▶ [Exercise description]: Swap each "formatted like" in the items below for "in this format". Give the lines back with nothing else altered.
::: Information shown
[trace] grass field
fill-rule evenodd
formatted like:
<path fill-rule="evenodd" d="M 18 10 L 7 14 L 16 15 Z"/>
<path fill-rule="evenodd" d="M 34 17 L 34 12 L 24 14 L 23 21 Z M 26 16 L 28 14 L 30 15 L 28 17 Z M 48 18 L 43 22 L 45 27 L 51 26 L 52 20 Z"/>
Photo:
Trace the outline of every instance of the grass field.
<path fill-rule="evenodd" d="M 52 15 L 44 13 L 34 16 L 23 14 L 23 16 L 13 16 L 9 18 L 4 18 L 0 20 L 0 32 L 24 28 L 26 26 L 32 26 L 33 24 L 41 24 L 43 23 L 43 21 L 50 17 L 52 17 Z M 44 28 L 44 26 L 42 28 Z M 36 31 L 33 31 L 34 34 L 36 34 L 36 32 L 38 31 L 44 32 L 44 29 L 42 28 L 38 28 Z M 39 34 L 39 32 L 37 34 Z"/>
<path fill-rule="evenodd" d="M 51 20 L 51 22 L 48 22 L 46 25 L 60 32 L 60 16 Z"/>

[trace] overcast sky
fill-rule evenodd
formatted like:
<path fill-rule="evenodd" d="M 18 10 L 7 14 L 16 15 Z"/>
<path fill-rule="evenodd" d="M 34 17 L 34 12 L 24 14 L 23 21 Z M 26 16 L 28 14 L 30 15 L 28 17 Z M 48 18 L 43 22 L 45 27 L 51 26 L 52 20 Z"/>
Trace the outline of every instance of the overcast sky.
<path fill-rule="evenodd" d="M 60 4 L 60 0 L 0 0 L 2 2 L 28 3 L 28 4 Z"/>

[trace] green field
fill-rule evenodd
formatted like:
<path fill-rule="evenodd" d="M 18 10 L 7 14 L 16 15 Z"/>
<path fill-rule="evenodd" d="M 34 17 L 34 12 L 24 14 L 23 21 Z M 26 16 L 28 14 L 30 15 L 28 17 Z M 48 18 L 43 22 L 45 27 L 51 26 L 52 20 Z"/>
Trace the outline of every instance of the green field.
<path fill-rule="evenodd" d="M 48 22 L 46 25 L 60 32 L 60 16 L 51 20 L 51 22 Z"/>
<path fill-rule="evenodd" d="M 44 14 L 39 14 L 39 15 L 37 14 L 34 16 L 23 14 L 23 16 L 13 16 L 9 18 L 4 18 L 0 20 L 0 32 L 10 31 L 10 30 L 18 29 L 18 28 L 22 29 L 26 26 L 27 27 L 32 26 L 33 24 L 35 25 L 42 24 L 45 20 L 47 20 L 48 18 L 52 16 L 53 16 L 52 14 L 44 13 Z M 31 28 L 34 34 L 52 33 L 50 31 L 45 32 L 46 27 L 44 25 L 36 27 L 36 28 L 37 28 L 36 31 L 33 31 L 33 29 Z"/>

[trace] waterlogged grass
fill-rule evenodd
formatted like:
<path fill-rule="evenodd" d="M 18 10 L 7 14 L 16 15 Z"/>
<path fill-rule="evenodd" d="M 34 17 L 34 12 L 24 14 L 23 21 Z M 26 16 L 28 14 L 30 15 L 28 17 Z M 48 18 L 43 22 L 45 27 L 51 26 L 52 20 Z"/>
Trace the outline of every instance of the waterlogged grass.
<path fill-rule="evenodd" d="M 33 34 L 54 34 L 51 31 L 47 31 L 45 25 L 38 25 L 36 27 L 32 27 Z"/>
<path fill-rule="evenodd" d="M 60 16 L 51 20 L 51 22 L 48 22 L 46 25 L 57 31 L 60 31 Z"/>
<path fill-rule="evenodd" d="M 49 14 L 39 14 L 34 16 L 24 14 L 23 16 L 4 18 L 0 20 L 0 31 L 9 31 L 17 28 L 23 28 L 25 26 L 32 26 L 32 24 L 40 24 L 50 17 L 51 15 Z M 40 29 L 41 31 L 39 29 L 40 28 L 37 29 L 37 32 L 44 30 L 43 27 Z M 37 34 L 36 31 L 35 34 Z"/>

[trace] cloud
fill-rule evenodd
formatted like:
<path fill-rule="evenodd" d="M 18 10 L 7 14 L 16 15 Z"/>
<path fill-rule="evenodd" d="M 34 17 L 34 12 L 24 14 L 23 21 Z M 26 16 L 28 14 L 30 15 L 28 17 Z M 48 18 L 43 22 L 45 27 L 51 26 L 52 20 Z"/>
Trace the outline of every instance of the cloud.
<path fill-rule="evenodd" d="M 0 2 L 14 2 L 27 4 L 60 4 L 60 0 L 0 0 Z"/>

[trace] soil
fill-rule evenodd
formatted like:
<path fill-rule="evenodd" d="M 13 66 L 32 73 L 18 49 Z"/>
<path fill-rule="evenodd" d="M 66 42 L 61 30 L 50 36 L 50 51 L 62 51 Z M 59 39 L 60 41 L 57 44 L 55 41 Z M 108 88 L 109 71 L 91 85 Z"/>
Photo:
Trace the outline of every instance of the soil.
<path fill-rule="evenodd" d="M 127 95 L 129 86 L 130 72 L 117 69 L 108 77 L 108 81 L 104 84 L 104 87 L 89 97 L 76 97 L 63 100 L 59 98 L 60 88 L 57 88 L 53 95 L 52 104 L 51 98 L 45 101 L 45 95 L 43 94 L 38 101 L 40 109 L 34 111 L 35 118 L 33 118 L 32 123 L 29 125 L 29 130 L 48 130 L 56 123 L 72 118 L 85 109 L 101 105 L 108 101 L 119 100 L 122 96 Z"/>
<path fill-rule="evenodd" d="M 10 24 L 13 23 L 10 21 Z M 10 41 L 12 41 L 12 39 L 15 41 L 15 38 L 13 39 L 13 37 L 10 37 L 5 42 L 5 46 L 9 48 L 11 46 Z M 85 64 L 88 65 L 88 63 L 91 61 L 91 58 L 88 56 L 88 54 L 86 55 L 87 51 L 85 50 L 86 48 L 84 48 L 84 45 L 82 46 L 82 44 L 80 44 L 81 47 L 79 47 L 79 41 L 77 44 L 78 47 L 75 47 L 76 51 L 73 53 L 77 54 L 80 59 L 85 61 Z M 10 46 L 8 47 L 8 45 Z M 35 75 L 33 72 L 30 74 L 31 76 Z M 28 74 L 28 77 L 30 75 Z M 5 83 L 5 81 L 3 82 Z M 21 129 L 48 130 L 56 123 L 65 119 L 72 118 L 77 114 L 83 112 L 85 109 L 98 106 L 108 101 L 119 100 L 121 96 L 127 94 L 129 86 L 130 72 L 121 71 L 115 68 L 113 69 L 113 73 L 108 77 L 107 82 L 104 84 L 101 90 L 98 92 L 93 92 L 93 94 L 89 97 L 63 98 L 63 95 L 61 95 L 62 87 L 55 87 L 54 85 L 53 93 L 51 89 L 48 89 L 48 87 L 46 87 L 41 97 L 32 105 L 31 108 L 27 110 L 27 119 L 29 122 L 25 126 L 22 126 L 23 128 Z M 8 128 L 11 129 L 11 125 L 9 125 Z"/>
::::::
▶ [Reply to the exercise]:
[trace] grass field
fill-rule evenodd
in this format:
<path fill-rule="evenodd" d="M 18 10 L 7 14 L 16 15 Z"/>
<path fill-rule="evenodd" d="M 34 17 L 34 12 L 24 14 L 23 21 Z M 26 16 L 28 14 L 30 15 L 28 17 Z M 48 18 L 43 22 L 45 27 L 51 26 L 52 20 Z"/>
Photo:
Trace the outline of every instance of the grass field.
<path fill-rule="evenodd" d="M 52 15 L 44 13 L 34 16 L 23 14 L 23 16 L 13 16 L 9 18 L 4 18 L 0 20 L 0 32 L 24 28 L 26 26 L 32 26 L 33 24 L 41 24 L 43 23 L 43 21 L 50 17 L 52 17 Z M 44 28 L 44 26 L 42 28 Z M 36 31 L 33 31 L 34 34 L 36 34 L 36 32 L 38 31 L 44 32 L 44 29 L 42 28 L 38 28 Z M 39 34 L 39 32 L 37 34 Z"/>
<path fill-rule="evenodd" d="M 51 20 L 51 22 L 48 22 L 46 25 L 60 32 L 60 16 Z"/>

[trace] overcast sky
fill-rule evenodd
in this format:
<path fill-rule="evenodd" d="M 18 10 L 7 14 L 16 15 Z"/>
<path fill-rule="evenodd" d="M 34 17 L 34 12 L 24 14 L 23 21 Z M 26 16 L 28 14 L 30 15 L 28 17 Z M 48 18 L 43 22 L 45 27 L 51 26 L 52 20 Z"/>
Trace the outline of every instance of the overcast sky.
<path fill-rule="evenodd" d="M 60 4 L 60 0 L 0 0 L 2 2 L 28 3 L 28 4 Z"/>

[trace] green field
fill-rule evenodd
in this format:
<path fill-rule="evenodd" d="M 18 10 L 7 14 L 16 15 Z"/>
<path fill-rule="evenodd" d="M 34 17 L 34 12 L 24 14 L 23 21 Z M 26 16 L 28 14 L 30 15 L 28 17 Z M 48 18 L 43 22 L 45 27 L 51 26 L 52 20 Z"/>
Trace the outline of every instance of the green field.
<path fill-rule="evenodd" d="M 48 22 L 46 25 L 60 32 L 60 16 L 51 20 L 51 22 Z"/>
<path fill-rule="evenodd" d="M 44 14 L 39 14 L 39 15 L 37 14 L 34 16 L 23 14 L 23 16 L 13 16 L 9 18 L 4 18 L 0 20 L 0 32 L 10 31 L 10 30 L 18 29 L 18 28 L 22 29 L 26 26 L 27 27 L 32 26 L 33 24 L 35 25 L 42 24 L 45 20 L 47 20 L 48 18 L 52 16 L 53 16 L 52 14 L 44 13 Z M 31 28 L 34 34 L 52 33 L 50 31 L 45 32 L 46 27 L 44 25 L 36 27 L 36 28 L 37 28 L 36 31 L 33 31 L 33 29 Z"/>

[trace] waterlogged grass
fill-rule evenodd
in this format:
<path fill-rule="evenodd" d="M 18 10 L 7 14 L 16 15 Z"/>
<path fill-rule="evenodd" d="M 34 17 L 34 12 L 24 14 L 23 21 Z M 26 16 L 28 14 L 30 15 L 28 17 Z M 48 18 L 43 22 L 45 27 L 51 26 L 52 20 Z"/>
Trace the outline of every instance of the waterlogged grass.
<path fill-rule="evenodd" d="M 33 34 L 54 34 L 51 31 L 47 31 L 45 25 L 38 25 L 36 27 L 32 27 Z"/>
<path fill-rule="evenodd" d="M 60 16 L 51 20 L 51 22 L 48 22 L 46 25 L 57 31 L 60 31 Z"/>
<path fill-rule="evenodd" d="M 49 14 L 39 14 L 34 16 L 24 14 L 23 16 L 4 18 L 0 20 L 0 31 L 9 31 L 17 28 L 23 28 L 25 26 L 32 26 L 32 24 L 40 24 L 50 17 L 51 15 Z M 40 29 L 41 31 L 39 29 L 40 28 L 37 29 L 37 32 L 44 30 L 43 27 Z M 37 34 L 36 31 L 35 34 Z"/>

[trace] cloud
fill-rule evenodd
in this format:
<path fill-rule="evenodd" d="M 18 10 L 7 14 L 16 15 Z"/>
<path fill-rule="evenodd" d="M 34 17 L 34 12 L 24 14 L 23 21 Z M 26 16 L 28 14 L 30 15 L 28 17 Z M 48 18 L 43 22 L 45 27 L 51 26 L 52 20 Z"/>
Trace the outline of every instance of the cloud.
<path fill-rule="evenodd" d="M 0 2 L 14 2 L 27 4 L 60 4 L 60 0 L 0 0 Z"/>

[trace] soil
fill-rule evenodd
in this format:
<path fill-rule="evenodd" d="M 13 66 L 32 73 L 18 49 Z"/>
<path fill-rule="evenodd" d="M 66 42 L 61 30 L 50 36 L 50 51 L 62 51 Z M 59 39 L 60 41 L 57 44 L 55 41 Z M 108 88 L 109 71 L 91 85 Z"/>
Photo:
Trace the outline of every instance of the soil.
<path fill-rule="evenodd" d="M 127 95 L 129 86 L 130 72 L 117 69 L 108 77 L 108 81 L 104 84 L 104 87 L 89 97 L 76 97 L 63 100 L 59 98 L 60 88 L 57 88 L 53 95 L 52 104 L 51 98 L 45 101 L 45 95 L 43 94 L 38 101 L 40 109 L 34 111 L 35 118 L 33 118 L 32 123 L 29 125 L 29 130 L 48 130 L 56 123 L 72 118 L 85 109 L 101 105 L 108 101 L 119 100 L 122 96 Z"/>
<path fill-rule="evenodd" d="M 10 24 L 13 23 L 10 21 Z M 10 41 L 12 41 L 12 39 L 15 41 L 15 38 L 13 39 L 13 37 L 10 37 L 5 42 L 5 46 L 9 48 L 11 46 Z M 85 64 L 88 65 L 88 63 L 91 61 L 91 58 L 88 56 L 88 54 L 86 55 L 87 51 L 85 50 L 86 48 L 84 48 L 84 45 L 82 46 L 82 44 L 80 44 L 81 47 L 79 47 L 79 41 L 77 44 L 78 47 L 75 47 L 76 51 L 73 53 L 77 54 L 80 59 L 85 61 Z M 10 46 L 8 47 L 8 45 Z M 35 75 L 33 72 L 30 74 L 31 76 Z M 28 74 L 28 77 L 30 75 Z M 5 83 L 5 81 L 3 82 Z M 21 129 L 48 130 L 56 123 L 65 119 L 72 118 L 77 114 L 83 112 L 85 109 L 98 106 L 108 101 L 119 100 L 121 96 L 127 94 L 129 86 L 130 72 L 121 71 L 115 68 L 113 69 L 113 73 L 108 77 L 107 82 L 104 84 L 101 90 L 98 92 L 93 92 L 93 94 L 89 97 L 63 98 L 63 95 L 61 95 L 62 87 L 55 87 L 54 85 L 53 93 L 51 89 L 48 89 L 48 87 L 46 87 L 41 97 L 32 105 L 31 108 L 27 110 L 27 119 L 29 122 L 25 126 L 22 126 L 23 128 Z M 8 128 L 11 129 L 11 125 L 9 125 Z"/>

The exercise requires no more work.